* **WORK REQUEST A**
Reproduce the passage on Brexit word for word, starting with "Both right-wing and" and going on through "boost economic performance.".
* **WORK REQUEST B**
According to the passage on Brexit, what share of their trade do EU member states on average do with Britain?

Both right-wing and left-wing Brexiteers argue that quitting the EU could be liberating in the long term, though for contradictory reasons. The right-wingers argue it would free the U.K. economy from stifling anti-business EU rules and regulations, boosting Britain’s economic dynamism. But according to the Organization for Economic Cooperation and Development, Britain’s markets for goods, services, and labor are already among the least regulated in the developed world. Britain could scrap EU labor regulations mandating statutory holiday entitlements, but no British government would do this, and there is no evidence doing so would boost economic performance.
For the left-wingers, the EU is a neoliberal construction, run in the interests of capital and to the detriment of workers. In their view, it prevents British governments from pushing through policies to tame capital and redistribute income from rich to poor. This argument fails to acknowledge that Germany redistributes far more than Britain does and that France and Sweden have much bigger public sectors than the United Kingdom has.
The anti-EU left also believes that leaving the EU would lead to reindustrialization by allowing the U.K. government to subsidize local industries, such as shipbuilding and other manufacturing. But erecting barriers to imports does not mean manufacturing jobs come back. By disrupting supply chains and increasing the cost of producing in Britain, a no-deal Brexit threatens a further shrinkage of manufacturing.
No deal would have immediate but much less serious consequences for the EU. On average, EU member states do about 8 percent of their trade with Britain, compared with Britain’s 44 percent with the EU. They can also relatively easily replace British suppliers with those from other member states. However, some EU member states would suffer more than others.

* **GIVEN DATA**
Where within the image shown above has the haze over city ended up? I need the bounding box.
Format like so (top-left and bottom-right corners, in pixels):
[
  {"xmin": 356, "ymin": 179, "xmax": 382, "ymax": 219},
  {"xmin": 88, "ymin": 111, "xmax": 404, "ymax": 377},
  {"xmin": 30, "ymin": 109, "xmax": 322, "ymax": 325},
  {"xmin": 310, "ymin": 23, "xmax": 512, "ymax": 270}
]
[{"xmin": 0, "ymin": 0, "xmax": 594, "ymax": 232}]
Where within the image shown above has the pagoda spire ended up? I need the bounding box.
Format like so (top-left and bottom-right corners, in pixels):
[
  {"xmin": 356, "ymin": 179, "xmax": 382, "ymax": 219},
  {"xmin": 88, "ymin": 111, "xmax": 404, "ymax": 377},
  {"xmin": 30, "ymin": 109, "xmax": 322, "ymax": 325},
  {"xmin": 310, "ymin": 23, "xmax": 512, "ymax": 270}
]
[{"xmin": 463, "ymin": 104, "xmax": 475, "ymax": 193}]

* **ANSWER BOX A**
Both right-wing and left-wing Brexiteers argue that quitting the EU could be liberating in the long term, though for contradictory reasons. The right-wingers argue it would free the U.K. economy from stifling anti-business EU rules and regulations, boosting Britain’s economic dynamism. But according to the Organization for Economic Cooperation and Development, Britain’s markets for goods, services, and labor are already among the least regulated in the developed world. Britain could scrap EU labor regulations mandating statutory holiday entitlements, but no British government would do this, and there is no evidence doing so would boost economic performance.

* **ANSWER BOX B**
About 8 percent.